## WHAT NEEDS TO BE DONE
Reproduce the line that holds "the black and" together with all the lines after it up to the end of the entries.

Extracted data entries:
***

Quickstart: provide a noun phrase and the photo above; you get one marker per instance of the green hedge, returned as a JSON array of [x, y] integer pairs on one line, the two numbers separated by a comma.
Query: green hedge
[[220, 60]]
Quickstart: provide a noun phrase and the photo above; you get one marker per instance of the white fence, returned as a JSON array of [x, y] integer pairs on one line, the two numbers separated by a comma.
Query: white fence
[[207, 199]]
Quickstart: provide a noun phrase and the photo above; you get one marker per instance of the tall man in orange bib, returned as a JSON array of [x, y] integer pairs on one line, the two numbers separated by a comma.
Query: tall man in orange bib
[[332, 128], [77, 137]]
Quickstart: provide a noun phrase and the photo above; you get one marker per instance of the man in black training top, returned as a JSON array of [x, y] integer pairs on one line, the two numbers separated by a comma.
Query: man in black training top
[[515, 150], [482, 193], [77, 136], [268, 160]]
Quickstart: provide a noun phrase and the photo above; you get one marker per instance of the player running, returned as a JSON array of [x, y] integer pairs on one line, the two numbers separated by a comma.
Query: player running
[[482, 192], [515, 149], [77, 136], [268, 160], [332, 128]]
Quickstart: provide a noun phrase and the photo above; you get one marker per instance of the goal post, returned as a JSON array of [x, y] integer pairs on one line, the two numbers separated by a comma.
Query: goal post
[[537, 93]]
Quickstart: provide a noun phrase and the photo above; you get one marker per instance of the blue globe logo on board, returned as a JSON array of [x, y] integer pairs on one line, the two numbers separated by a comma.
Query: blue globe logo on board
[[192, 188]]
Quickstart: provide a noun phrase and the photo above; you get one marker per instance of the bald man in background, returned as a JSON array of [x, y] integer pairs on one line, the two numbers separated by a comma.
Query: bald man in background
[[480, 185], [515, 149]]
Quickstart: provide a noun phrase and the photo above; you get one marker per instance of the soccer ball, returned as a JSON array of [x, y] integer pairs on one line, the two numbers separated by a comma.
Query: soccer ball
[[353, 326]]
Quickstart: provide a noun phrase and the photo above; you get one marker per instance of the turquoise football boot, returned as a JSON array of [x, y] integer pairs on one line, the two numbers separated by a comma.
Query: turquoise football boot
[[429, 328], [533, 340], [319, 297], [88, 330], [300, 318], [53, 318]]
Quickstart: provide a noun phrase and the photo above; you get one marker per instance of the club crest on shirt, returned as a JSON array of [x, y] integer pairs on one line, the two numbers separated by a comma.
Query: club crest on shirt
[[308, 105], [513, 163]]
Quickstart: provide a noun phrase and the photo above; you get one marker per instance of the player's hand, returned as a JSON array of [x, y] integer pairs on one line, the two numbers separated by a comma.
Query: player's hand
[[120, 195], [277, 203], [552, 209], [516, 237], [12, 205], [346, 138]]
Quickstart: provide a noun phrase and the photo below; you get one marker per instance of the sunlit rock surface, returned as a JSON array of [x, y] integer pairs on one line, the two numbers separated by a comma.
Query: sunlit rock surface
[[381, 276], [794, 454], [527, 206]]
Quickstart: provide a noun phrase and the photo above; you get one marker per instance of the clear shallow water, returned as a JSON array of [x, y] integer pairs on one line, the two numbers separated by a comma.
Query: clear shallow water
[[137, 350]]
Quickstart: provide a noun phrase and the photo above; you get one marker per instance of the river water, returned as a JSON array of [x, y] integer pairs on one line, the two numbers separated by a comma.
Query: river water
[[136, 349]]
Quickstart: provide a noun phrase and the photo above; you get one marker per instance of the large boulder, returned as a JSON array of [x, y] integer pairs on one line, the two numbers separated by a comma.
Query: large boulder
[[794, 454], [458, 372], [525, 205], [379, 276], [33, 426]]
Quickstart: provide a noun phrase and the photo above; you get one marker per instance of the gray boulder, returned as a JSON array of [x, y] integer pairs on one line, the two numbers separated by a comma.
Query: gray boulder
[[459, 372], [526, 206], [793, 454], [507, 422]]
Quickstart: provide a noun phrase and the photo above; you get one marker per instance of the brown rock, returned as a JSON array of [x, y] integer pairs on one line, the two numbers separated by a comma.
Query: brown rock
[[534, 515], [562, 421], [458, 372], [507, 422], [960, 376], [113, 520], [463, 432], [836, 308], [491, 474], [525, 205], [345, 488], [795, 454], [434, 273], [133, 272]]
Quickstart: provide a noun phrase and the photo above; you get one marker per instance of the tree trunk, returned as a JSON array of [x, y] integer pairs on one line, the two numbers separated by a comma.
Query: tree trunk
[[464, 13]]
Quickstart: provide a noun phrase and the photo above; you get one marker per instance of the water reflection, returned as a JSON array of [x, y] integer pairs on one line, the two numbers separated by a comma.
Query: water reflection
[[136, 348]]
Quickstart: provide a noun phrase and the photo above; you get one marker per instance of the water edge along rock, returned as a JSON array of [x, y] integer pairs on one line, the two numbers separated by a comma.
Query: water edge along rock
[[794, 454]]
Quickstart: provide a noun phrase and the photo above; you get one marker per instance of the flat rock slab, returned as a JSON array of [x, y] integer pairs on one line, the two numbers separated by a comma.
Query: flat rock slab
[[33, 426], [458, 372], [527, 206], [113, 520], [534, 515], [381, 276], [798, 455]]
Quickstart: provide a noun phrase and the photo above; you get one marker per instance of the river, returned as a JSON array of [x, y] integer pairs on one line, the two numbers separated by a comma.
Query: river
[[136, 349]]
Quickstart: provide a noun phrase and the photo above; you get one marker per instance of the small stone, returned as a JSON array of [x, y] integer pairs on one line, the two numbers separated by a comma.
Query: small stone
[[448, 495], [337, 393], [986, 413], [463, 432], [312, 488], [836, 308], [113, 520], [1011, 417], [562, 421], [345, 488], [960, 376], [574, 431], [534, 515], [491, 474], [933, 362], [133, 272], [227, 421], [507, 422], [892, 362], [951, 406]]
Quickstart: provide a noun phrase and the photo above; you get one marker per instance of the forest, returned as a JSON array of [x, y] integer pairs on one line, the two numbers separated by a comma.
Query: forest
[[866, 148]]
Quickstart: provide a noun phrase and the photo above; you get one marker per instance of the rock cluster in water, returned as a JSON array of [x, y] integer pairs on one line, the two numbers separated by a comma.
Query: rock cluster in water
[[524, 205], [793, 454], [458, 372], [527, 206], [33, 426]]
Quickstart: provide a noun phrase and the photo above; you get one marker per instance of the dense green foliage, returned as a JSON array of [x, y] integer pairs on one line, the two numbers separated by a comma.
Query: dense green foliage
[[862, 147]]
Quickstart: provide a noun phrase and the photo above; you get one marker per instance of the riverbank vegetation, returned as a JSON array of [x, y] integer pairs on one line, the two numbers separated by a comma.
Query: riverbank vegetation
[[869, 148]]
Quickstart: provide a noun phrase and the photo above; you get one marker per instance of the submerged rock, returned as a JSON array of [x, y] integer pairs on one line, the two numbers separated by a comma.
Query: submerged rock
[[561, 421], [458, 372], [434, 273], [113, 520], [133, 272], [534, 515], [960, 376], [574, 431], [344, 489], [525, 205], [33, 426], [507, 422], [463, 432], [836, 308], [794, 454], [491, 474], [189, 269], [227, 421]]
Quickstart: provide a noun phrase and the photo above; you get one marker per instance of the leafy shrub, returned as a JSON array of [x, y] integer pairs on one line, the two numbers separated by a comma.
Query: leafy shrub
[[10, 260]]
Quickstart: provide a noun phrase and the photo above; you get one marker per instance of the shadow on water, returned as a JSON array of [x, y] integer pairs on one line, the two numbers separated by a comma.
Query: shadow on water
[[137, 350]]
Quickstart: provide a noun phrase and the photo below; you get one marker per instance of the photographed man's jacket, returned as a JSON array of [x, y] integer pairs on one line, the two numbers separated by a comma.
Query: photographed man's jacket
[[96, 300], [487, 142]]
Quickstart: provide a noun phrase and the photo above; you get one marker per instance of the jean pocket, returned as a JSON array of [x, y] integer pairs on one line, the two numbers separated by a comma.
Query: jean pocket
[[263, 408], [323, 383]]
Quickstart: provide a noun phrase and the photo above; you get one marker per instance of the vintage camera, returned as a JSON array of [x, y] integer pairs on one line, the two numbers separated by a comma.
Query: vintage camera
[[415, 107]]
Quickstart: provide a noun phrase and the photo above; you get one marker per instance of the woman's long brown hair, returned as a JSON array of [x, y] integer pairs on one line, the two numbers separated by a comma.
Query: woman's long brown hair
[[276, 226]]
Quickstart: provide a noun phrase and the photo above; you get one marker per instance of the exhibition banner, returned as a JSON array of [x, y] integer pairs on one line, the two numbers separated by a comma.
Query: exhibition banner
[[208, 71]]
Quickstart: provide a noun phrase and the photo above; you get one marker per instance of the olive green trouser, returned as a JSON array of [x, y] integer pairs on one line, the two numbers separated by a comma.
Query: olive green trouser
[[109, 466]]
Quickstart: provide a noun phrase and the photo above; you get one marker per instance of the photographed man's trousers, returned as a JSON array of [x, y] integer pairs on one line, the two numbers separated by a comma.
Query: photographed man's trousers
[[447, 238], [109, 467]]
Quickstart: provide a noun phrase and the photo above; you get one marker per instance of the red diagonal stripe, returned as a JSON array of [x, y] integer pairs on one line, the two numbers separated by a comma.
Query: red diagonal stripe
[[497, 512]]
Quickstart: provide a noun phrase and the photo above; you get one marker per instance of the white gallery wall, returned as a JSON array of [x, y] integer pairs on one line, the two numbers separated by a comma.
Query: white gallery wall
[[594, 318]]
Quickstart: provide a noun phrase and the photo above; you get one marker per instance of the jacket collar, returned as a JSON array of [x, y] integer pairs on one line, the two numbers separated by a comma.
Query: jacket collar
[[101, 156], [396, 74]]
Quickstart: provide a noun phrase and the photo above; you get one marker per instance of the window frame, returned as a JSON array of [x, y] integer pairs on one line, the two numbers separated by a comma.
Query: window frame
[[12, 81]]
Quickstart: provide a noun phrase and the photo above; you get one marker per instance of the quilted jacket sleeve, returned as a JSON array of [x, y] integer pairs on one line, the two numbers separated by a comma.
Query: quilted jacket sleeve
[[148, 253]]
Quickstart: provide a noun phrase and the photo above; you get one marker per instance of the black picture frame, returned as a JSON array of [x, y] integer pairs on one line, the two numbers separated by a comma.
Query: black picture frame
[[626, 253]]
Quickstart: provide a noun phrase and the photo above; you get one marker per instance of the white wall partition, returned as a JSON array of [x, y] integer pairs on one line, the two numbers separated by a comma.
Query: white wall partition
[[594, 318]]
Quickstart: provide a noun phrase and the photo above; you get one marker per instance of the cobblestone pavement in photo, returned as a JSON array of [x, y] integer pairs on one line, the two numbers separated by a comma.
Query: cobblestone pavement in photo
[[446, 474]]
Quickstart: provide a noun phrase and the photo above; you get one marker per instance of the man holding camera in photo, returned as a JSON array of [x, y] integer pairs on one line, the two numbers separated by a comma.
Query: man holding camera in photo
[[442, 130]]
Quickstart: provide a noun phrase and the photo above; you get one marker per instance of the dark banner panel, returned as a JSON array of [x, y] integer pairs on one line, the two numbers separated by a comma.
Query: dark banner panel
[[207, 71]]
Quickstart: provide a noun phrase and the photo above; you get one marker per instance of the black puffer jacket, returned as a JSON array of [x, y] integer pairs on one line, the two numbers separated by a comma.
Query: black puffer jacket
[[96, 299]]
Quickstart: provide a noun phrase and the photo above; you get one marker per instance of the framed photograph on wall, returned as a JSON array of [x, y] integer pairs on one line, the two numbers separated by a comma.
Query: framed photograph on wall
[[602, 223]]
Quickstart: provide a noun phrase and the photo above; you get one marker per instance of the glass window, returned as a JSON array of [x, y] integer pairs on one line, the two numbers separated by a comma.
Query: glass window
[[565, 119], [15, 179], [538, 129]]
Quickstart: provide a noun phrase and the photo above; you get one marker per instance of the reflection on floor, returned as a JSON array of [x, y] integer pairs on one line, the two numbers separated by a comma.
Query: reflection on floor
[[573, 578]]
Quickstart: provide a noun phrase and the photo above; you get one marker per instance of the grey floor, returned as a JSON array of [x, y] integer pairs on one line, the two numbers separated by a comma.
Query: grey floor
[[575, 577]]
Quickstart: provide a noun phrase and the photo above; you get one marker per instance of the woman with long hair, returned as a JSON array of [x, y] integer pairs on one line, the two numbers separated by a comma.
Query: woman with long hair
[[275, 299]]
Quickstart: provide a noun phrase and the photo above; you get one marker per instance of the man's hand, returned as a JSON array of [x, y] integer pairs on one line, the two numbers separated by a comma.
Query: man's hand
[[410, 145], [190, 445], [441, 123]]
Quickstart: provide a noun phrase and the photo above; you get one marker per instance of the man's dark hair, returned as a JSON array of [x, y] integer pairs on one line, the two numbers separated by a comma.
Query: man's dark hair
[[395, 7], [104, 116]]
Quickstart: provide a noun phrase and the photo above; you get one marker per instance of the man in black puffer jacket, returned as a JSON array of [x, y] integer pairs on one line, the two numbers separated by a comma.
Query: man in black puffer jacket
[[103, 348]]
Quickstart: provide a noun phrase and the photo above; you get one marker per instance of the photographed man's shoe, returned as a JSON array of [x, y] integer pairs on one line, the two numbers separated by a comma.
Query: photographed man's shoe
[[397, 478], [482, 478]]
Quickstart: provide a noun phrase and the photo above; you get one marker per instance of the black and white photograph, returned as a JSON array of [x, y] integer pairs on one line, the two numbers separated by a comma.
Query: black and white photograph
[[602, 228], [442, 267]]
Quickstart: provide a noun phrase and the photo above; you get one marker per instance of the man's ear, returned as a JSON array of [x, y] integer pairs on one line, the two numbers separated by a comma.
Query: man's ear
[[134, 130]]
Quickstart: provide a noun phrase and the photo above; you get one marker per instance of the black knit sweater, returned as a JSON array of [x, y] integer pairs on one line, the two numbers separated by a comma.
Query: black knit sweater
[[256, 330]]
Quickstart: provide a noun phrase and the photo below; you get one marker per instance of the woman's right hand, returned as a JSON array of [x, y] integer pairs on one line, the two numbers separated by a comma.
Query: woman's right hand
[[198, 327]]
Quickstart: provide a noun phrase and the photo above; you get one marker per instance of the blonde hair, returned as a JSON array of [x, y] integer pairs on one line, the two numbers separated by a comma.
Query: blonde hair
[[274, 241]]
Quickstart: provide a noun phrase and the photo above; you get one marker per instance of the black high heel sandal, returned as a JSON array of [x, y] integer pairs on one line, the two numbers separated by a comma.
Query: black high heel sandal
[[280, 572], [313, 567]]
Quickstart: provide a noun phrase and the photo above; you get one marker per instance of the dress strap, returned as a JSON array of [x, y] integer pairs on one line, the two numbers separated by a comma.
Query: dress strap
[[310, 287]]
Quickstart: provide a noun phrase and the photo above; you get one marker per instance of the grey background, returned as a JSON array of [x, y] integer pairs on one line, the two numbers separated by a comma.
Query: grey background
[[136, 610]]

***

## TASK OUTPUT
Quickstart: provide a noun phrase and the photo above; you get one marker per instance of the black and white photograph, returned as a JSON array of [x, y] integer pairs on one line, the two numbers separated by a comma.
Query: black and white photograph
[[602, 228], [442, 267]]
Quickstart: provide a noun phrase and the photo above; you get one marker per instance of the man's ear, returned as a JSON array of [x, y] integer pairs on one line, the two numbers separated by a comma.
Query: man's ear
[[134, 130]]
Quickstart: provide a noun phrase and the photo above; you get one marker per instance of the black knit sweater, returned as a JSON array of [x, y] integer pairs on one line, the two numbers separated by a comma.
Query: black knit sweater
[[256, 330]]
Quickstart: provide a noun phrase and the photo below; you get one marker per instance of the woman's right hand, returned as a JSON array of [x, y] integer pairs on one line, the two numbers separated by a comma.
Query: woman's right hand
[[198, 327]]
Quickstart: provide a noun phrase and the photo above; you get one marker per instance of the blonde hair, returned as a JSON array of [x, y] integer pairs on one line, the two numbers separated by a comma.
Query: blonde hair
[[274, 241]]
Quickstart: provide a noun phrase and the photo above; you get one marker per instance of the black high heel sandal, returned as a JSON array of [x, y] integer pairs on one line, the two numbers separated by a comma.
Query: black high heel sandal
[[280, 572], [313, 567]]
Quickstart: provide a noun phrase and the photo above; you get one marker per instance of the dress strap, returned as a JSON array of [x, y] integer pairs on one line, the two numbers separated by a comma.
Query: dress strap
[[310, 287]]
Quickstart: provide a noun phrase and the photo above; you get one marker per instance of the grey background, returned as a JSON array of [x, y] integer pairs on one line, the two numbers separated by a comma.
Query: grey background
[[136, 610]]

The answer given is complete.